**Work required**
List each line of the data below that contains the string "item". Case counts.

**Input for this task**
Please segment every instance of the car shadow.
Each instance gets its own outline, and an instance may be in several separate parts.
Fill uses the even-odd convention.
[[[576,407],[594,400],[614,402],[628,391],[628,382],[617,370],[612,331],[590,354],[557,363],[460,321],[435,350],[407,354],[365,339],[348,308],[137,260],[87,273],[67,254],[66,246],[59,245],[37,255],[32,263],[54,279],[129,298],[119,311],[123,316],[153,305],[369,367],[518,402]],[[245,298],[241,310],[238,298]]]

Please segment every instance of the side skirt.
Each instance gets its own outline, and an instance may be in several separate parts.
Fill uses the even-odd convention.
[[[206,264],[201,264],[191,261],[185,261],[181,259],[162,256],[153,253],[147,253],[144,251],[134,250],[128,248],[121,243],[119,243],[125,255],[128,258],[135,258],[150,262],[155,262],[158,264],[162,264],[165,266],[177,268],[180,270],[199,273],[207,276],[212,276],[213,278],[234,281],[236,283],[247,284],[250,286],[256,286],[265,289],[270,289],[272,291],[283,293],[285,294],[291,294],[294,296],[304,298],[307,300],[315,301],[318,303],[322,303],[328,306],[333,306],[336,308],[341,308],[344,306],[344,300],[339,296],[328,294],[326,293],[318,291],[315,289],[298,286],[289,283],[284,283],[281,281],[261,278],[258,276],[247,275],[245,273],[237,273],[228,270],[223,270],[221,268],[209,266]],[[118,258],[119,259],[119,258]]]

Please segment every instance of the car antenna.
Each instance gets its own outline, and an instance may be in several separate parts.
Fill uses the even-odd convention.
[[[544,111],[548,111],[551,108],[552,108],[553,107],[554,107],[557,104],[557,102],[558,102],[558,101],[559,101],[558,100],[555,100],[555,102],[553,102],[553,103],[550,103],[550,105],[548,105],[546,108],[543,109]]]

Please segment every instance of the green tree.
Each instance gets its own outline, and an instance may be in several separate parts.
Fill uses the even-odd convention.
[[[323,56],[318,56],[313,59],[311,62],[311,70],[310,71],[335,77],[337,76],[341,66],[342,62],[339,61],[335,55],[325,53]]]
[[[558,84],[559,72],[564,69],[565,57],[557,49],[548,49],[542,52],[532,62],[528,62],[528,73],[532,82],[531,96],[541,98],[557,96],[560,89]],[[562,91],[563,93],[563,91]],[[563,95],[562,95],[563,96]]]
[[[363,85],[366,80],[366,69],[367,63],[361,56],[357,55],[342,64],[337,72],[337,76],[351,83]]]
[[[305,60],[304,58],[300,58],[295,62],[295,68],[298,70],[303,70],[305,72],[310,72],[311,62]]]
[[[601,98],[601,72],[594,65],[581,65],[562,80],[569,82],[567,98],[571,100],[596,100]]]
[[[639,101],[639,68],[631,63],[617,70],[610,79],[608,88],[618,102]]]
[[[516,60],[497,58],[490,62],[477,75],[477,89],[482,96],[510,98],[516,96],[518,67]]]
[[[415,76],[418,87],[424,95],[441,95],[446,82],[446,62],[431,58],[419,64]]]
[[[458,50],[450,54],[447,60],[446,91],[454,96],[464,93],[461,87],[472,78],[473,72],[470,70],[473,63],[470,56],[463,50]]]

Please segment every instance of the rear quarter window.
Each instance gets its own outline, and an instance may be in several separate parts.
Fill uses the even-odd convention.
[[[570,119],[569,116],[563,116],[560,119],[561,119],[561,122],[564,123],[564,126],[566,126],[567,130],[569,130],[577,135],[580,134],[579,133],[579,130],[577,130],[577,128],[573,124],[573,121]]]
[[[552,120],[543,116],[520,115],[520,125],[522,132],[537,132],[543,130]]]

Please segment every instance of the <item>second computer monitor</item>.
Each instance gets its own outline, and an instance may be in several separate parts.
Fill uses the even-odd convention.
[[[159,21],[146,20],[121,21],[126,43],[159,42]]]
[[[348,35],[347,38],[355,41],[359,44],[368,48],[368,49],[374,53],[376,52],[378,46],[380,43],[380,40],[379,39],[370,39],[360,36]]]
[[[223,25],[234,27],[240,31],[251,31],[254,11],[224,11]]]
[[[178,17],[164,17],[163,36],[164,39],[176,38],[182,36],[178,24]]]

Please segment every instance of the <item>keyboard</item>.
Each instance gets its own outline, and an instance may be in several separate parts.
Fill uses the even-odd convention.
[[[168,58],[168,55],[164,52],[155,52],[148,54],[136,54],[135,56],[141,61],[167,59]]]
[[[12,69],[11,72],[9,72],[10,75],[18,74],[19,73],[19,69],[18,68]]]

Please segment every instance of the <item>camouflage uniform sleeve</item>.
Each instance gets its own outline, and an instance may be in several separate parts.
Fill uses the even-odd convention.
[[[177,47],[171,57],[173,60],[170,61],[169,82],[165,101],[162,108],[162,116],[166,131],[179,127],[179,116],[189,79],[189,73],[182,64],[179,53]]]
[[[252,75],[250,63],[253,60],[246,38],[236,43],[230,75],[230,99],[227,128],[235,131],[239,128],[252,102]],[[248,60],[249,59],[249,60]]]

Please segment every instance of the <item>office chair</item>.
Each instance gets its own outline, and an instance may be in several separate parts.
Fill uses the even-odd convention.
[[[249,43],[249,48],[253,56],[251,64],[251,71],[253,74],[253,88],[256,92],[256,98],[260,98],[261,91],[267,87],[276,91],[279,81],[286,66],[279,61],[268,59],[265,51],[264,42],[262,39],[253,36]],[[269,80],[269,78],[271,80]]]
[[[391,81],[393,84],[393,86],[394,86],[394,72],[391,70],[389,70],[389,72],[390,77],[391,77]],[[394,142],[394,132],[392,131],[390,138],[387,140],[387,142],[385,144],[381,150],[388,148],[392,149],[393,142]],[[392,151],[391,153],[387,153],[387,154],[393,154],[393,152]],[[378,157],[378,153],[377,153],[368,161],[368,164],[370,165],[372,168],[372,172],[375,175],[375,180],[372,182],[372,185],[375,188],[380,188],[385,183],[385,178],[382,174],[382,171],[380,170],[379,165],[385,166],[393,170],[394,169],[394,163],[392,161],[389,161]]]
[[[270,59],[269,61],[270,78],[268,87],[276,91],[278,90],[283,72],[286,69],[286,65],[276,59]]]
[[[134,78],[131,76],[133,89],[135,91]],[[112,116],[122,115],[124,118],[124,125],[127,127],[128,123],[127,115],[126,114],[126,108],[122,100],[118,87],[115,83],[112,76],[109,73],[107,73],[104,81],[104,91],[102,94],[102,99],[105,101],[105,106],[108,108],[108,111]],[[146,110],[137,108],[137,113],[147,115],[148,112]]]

**Completed task**
Please segment every instance of the <item>second computer monitor</item>.
Please segment every instance of the <item>keyboard</item>.
Please segment every instance of the <item>camouflage uniform sleeve</item>.
Please segment every instance of the <item>office chair</item>.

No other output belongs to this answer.